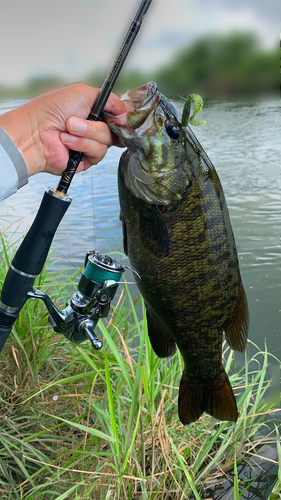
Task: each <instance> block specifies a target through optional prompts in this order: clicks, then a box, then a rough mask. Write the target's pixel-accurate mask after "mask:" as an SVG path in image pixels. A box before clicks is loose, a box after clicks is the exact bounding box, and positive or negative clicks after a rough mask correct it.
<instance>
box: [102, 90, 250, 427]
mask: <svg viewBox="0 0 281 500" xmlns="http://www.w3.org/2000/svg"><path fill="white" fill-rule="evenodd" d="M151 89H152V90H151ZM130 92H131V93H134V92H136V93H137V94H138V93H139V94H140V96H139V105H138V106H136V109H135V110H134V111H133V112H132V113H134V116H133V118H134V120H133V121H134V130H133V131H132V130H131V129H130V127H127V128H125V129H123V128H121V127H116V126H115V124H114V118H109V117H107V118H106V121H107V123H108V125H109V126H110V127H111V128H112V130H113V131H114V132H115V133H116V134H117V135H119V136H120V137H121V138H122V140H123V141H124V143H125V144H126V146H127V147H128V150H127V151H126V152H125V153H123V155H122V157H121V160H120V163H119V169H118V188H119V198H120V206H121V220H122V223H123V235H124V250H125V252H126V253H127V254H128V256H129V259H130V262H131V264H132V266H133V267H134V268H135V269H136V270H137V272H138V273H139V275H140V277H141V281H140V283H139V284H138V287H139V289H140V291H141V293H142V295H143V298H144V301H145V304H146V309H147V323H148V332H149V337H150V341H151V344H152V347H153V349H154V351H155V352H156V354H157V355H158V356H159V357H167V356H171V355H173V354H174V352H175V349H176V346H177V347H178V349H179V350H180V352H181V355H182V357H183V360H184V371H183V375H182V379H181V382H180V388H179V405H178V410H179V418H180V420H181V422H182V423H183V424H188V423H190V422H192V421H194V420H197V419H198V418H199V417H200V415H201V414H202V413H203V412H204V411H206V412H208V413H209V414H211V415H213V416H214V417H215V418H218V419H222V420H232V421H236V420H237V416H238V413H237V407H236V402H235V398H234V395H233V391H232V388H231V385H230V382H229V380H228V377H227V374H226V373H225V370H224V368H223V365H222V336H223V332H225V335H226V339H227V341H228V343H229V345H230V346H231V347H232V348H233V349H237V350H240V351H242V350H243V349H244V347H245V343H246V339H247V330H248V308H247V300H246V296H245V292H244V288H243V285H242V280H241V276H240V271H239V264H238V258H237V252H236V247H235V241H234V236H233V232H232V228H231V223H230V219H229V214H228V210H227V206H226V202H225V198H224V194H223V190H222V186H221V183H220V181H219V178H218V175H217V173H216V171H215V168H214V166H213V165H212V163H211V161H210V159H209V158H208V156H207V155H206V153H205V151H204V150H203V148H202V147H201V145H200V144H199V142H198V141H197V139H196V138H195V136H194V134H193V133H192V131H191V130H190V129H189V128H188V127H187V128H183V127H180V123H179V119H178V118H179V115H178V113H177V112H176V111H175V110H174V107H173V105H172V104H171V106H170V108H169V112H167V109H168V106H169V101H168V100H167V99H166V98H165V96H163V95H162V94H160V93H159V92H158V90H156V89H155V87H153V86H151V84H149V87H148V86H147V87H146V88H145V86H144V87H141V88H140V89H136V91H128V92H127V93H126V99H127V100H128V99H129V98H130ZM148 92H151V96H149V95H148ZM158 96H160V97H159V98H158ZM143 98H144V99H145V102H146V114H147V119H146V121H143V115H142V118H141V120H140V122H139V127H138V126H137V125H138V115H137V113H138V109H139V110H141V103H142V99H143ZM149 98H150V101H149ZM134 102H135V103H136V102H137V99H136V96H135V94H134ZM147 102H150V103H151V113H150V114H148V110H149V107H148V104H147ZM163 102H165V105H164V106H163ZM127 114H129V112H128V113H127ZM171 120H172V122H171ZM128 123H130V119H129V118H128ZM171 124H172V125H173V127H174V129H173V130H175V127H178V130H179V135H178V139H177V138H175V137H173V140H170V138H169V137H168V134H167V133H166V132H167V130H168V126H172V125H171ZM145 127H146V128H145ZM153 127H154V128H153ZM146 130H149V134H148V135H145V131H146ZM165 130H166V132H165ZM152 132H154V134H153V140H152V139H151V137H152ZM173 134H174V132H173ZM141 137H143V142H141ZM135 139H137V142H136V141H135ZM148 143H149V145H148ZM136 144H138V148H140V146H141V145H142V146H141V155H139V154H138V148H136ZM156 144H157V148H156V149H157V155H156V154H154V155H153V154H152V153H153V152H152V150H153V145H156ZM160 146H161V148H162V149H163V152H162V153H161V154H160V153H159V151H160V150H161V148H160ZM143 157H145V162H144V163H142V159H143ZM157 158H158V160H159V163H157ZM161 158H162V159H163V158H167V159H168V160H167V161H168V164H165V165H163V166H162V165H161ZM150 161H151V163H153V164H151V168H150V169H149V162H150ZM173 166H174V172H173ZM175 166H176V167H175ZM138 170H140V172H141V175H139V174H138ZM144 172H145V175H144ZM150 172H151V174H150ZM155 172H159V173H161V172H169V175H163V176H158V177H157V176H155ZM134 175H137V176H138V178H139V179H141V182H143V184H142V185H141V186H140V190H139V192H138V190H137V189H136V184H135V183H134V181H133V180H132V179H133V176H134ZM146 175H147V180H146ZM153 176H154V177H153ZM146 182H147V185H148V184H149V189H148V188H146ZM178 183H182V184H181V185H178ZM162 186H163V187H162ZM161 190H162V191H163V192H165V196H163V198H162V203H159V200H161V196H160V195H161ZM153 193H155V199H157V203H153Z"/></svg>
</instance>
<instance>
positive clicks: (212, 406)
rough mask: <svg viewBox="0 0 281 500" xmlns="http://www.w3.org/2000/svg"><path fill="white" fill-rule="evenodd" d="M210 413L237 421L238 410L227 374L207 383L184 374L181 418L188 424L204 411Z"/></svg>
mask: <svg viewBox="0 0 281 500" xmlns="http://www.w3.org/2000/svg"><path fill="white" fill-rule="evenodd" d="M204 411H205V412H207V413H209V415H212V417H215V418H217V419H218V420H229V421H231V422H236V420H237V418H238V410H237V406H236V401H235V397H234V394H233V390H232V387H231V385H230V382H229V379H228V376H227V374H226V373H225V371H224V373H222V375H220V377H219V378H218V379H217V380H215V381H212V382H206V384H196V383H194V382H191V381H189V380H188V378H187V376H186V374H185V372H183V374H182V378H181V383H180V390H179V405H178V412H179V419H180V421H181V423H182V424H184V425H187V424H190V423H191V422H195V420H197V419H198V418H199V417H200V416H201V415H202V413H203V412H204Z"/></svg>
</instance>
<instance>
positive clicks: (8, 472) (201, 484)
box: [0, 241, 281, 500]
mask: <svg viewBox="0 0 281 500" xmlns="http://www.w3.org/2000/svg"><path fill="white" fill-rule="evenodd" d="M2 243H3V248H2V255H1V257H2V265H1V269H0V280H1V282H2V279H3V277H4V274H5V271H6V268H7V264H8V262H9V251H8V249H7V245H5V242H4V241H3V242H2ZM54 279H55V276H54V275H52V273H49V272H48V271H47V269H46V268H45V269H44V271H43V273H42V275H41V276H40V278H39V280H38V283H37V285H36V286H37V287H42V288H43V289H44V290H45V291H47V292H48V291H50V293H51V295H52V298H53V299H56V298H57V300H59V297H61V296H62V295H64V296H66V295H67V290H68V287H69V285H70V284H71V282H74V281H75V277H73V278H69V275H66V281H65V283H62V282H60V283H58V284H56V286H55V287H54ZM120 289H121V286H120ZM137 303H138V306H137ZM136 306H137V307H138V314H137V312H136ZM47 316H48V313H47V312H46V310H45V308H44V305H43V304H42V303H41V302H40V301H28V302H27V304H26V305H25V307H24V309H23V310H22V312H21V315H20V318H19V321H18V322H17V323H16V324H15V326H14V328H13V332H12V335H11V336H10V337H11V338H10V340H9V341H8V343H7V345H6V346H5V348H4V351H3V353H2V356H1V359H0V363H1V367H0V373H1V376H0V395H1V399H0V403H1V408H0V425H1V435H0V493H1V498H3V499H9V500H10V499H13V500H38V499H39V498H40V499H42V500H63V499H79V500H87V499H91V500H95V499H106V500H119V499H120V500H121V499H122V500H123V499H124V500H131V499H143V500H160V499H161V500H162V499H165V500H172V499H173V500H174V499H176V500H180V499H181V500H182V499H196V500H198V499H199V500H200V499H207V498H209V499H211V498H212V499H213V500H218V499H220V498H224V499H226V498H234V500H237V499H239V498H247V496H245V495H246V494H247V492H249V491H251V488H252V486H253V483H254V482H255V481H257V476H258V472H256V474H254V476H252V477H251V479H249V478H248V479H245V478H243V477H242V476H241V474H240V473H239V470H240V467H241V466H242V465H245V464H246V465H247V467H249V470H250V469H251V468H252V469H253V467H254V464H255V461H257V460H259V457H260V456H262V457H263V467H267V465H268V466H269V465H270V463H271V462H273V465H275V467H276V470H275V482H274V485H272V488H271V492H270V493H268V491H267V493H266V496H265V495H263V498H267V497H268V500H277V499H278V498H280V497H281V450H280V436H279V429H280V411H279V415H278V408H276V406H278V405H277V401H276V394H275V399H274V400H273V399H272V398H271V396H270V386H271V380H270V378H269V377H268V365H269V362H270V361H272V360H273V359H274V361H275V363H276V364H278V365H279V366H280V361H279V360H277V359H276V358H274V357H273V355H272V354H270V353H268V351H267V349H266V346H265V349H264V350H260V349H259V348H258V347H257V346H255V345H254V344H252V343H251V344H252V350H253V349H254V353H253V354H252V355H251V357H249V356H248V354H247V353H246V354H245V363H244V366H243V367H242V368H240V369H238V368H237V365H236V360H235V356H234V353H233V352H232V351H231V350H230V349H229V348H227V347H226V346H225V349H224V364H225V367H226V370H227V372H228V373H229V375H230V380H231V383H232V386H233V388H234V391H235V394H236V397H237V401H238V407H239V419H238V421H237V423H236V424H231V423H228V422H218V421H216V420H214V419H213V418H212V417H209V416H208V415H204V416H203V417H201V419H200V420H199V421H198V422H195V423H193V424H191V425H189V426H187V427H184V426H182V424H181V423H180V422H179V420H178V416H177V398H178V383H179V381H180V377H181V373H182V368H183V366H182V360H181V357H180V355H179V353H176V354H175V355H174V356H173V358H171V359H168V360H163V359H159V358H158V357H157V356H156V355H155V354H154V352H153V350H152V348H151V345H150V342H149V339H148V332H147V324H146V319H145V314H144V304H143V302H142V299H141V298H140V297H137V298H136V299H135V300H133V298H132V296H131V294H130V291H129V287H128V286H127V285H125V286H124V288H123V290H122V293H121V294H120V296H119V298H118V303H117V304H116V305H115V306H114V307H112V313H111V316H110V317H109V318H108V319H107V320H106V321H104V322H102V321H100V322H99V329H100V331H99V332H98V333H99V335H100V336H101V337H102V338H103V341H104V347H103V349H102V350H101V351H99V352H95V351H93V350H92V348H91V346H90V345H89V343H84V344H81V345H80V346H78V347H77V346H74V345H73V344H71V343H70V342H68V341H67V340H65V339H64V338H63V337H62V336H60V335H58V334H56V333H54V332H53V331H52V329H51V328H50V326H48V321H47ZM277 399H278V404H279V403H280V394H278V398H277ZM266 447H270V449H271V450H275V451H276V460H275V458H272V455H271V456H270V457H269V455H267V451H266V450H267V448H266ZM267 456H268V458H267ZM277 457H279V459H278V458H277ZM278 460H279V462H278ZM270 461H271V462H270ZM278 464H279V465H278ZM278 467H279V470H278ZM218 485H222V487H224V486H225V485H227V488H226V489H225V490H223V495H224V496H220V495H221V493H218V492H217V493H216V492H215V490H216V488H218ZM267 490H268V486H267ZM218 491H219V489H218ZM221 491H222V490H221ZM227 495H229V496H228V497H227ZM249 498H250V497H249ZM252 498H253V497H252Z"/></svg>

==================================================

▶ _Task objective_
Quote the data above from the line containing "positive clicks: (212, 406)" to the line containing "positive clicks: (8, 472) (201, 484)", inclusive, and stop.

▶ _Written response_
positive clicks: (212, 406)
rough mask: <svg viewBox="0 0 281 500" xmlns="http://www.w3.org/2000/svg"><path fill="white" fill-rule="evenodd" d="M210 413L237 421L238 410L227 374L207 383L184 374L181 418L188 424L204 411Z"/></svg>
mask: <svg viewBox="0 0 281 500" xmlns="http://www.w3.org/2000/svg"><path fill="white" fill-rule="evenodd" d="M204 411H205V412H207V413H209V415H212V417H215V418H217V419H218V420H229V421H231V422H236V420H237V418H238V410H237V406H236V401H235V397H234V394H233V390H232V387H231V385H230V382H229V379H228V376H227V374H226V373H225V371H224V373H222V375H220V377H219V378H218V379H217V380H215V381H212V382H206V384H196V383H194V382H191V381H189V380H188V378H187V376H186V374H185V372H183V374H182V378H181V383H180V390H179V405H178V412H179V419H180V421H181V423H182V424H184V425H187V424H190V423H191V422H195V420H197V419H198V418H199V417H200V416H201V415H202V413H203V412H204Z"/></svg>
</instance>
<instance>
positive clicks: (8, 472) (201, 484)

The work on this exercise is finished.